[Coordinate labeling entries]
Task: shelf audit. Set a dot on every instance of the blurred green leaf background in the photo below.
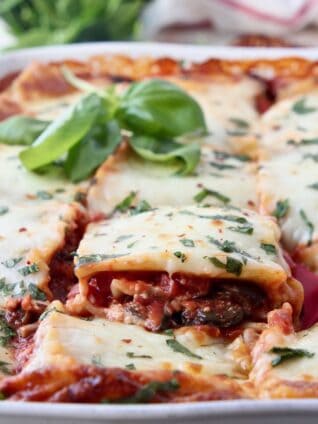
(43, 22)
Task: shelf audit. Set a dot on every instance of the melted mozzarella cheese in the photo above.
(302, 368)
(35, 212)
(292, 176)
(157, 240)
(65, 340)
(228, 105)
(29, 236)
(17, 184)
(290, 120)
(159, 185)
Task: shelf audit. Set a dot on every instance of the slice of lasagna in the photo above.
(285, 362)
(40, 224)
(75, 359)
(173, 267)
(288, 187)
(126, 181)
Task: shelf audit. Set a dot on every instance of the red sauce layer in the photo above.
(162, 301)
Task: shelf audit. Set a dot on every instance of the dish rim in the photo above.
(15, 60)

** TO DO **
Repeat all of the entries above word for word, leaving out the pictures.

** TASK ANSWER **
Task: shelf audit. Set a dot on every instance of the blurred green leaf background in the photo below.
(43, 22)
Task: shelf audit. Set a dot on every instance of the melted mozzarella cheese in the photo above.
(302, 368)
(35, 212)
(292, 176)
(157, 240)
(65, 340)
(228, 105)
(29, 236)
(17, 184)
(290, 120)
(159, 185)
Task: shelf audit. Set a dot on every instance of the slice of lasagna in the photo above.
(285, 362)
(40, 224)
(75, 359)
(173, 267)
(288, 187)
(126, 181)
Task: shelf audit. Set a dot on every instance of the red sauce layer in the photo above.
(162, 301)
Task: shelf audit. Set a dot on every instance of the dish rim in the photo above.
(15, 60)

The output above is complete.